Zitierter Auszug »
Die mehr als 2800 km lange Donau und ihre Nebenflüsse bilden das (nach der Wolga) zweitgrößte Flusssystem Europas. Es umfasst ein Einzugsgebiet von ca. 817.000 km2. Der Hauptstrom durchfließt zehn Länder, mehr als jeder andere Fluss der Welt. Die bayerisch-österreichische Donau spielte als Zentrum des europäischen Handels zwischen Ostsee und Mittelmeer, Nordsee und Schwarzem Meer eine bedeutende Rolle.

Bevor die Eisenbahn Warentransporte in großem Stil ermöglichte, war der Wasserweg die Methode der Wahl. Schon zur Römerzeit verfrachtete man Steine auf Donauschiffen. Bau- und Brennholz konnte man noch lange später nur so befördern. Jahrhunderte lang profitierte der Wein vom Wasserweg, wie im Wachauer Ort Stein. Die Historikerin Andrea Serles vom Institut für Geschichtsforschung der Universität Wien hat den Umschlagplatz vom Fluss- zum Landtransport erforscht: "Der älteste erhaltene Steiner Zolltarif vom Beginn des 13. Jahrhunderts erwähnt Kaufleute aus Passau, Regensburg, Köln, Aachen sowie Schwaben und Latini. Als Waren scheinen unter anderen Tuche, Wolle, Felle, Schmiedeeisen, Kupfer, Zinn, Schwerter, Mühlsteine, Mohn, Pfeffer, Safran, Nüsse sowie Spezereien auf. Mit Salz wurde im Mautort Stein nachweislich bereits seit dem 12. Jahrhundert gehandelt." Im Gegenzug brachte man Wein stromaufwärts in die oberdeutschen Handelsstädte und Klöster. Handel mit Wein und Getreide wurde für die Steiner Bürger zu einem immer wichtigeren Wirtschaftsfaktor. "So waren rund zwei Drittel aller Händler und Handwerker in Stein (und Krems) laut einer Aufstellung von 1745 auch Weingartenbesitzer." Obst wurde noch im 20. Jahrhundert aus der Wachau mit Schiffen nach Wien gebracht und auch gleich am Donaukanalufer verkauft.

(Einige Einträge)
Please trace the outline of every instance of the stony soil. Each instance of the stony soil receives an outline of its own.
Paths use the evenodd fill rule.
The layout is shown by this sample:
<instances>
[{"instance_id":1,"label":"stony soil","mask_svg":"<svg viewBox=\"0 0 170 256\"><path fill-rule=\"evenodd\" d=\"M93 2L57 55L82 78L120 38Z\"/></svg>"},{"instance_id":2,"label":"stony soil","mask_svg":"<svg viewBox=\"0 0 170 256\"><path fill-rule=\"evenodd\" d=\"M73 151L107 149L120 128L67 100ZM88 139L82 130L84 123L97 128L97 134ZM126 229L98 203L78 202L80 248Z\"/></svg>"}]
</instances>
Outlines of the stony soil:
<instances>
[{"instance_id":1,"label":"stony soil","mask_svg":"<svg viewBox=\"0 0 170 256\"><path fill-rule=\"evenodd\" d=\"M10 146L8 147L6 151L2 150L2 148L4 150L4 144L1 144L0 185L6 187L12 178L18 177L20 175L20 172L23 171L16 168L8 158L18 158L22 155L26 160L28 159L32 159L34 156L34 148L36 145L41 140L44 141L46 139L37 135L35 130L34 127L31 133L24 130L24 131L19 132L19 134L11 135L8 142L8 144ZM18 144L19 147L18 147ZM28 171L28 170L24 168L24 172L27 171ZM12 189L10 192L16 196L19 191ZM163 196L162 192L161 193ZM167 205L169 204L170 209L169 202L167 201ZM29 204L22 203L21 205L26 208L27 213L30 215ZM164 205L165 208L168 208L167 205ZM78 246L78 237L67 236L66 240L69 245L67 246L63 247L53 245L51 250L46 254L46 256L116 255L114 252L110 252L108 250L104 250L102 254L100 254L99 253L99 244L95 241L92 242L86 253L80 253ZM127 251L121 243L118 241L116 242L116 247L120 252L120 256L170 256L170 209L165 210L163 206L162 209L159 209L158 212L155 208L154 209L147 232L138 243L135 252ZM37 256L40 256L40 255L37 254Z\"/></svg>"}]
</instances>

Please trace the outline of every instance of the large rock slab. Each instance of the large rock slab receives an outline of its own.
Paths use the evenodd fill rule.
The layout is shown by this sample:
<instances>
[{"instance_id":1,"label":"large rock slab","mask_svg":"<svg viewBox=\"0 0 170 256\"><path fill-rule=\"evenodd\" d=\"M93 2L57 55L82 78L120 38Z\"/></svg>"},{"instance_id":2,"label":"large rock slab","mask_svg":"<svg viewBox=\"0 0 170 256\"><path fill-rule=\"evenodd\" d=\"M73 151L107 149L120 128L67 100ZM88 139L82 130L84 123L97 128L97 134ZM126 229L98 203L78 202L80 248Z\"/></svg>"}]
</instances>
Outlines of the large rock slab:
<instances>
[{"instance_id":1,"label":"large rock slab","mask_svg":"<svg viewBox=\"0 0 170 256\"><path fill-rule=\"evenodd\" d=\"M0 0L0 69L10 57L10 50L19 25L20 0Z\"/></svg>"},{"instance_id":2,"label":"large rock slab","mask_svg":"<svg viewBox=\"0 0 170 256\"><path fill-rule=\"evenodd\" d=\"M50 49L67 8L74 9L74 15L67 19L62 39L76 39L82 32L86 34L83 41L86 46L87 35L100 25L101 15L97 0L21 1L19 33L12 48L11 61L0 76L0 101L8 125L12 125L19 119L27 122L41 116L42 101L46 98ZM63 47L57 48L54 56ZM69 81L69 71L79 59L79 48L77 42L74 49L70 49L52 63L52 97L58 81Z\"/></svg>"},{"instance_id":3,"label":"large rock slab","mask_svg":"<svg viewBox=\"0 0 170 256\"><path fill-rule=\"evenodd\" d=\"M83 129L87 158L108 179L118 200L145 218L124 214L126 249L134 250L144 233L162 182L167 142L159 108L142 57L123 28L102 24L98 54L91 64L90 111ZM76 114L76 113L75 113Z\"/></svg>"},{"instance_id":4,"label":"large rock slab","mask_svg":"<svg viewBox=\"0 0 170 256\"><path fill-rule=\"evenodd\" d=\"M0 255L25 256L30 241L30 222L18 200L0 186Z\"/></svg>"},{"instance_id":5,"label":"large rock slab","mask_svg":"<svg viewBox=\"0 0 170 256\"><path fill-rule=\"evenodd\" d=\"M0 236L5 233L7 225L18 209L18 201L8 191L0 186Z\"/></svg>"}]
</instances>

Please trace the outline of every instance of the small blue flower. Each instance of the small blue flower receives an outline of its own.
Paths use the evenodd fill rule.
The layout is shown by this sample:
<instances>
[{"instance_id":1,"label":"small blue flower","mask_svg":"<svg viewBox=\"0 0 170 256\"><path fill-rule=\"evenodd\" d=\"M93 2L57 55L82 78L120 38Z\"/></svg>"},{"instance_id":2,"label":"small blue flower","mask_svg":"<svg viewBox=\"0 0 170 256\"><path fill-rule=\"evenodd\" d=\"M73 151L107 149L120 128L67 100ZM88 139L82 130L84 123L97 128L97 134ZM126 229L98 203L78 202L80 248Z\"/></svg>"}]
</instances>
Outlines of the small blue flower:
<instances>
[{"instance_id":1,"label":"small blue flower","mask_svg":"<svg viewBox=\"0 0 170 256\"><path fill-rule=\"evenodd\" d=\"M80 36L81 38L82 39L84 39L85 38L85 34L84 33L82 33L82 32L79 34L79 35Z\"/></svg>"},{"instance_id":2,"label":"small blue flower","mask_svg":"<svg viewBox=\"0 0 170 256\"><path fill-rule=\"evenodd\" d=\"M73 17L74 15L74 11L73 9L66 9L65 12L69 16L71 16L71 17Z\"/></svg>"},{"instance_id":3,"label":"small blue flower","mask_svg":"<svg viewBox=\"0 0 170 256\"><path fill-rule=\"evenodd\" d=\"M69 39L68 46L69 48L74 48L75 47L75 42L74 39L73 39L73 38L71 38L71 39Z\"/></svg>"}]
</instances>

Aufgabe 1 » Wie viele Länder durchfließt der Hauptstrom der Donau laut dem Auszug über den Donauhandel?
Aufgabe 2 » Führen Sie den Auszug über den Donauhandel im Anschluss an seinen letzten Satz fort.
Die Einträge stammen aus einer anderen Quelle.

Ergebnis 1 » Zehn Länder.

Ergebnis 2 »
Obwohl die Donau in der Gegend von Wien bis in die 1870er Jahre ein wildes, sich ständig veränderndes Netz von Nebenarmen und Inseln darstellte, war dies immer noch besser als der unsichere Landweg auf schlecht ausgebauten Straßen. Bei der Naufahrt, flussabwärts, bewegten sich die Schiffe in Richtung der Strömung. Oft brachten Strudel und Stromschnellen Mannschaft und Ladung in Gefahr. Schwierig gestaltete sich der Gegenzug stromaufwärts. Hier musste Pferdekraft helfen, die Schiffe entlang der Treppelwege oder im seichten Wasser zu ziehen. Oft waren 100 Pferde und Menschen damit beschäftigt, einen mehr als 500 Meter langen Schiffszug gegen den Strom zu schleppen und zu manövrieren. Auf der 450 km langen Strecke von Wien nach Regensburg dauerte das sechs bis acht Wochen. Die Transportschiffe, die nach ihren Herkunftsorten benannt waren, zeichneten sich durch flachen Boden und große Tragfähigkeit aus. Das größte hieß nach der bayrischen Kreisstadt "Kehlheimer" und war 42 m lang. Als Pferde kamen speziell trainierte Kaltblüter, wie Noriker, zum Einsatz. Sie mussten lernen, in Kähne zu springen, bis zur Brust im Wasser zu gehen, über Hindernisse zu klettern und sich nicht in den 60 m langen Seilen und Ketten zu verhängen. Bei bestimmten Stationen wurden die Zugtiere ausgewechselt und in Zillen zum Ausgangspunkt zurückgebracht.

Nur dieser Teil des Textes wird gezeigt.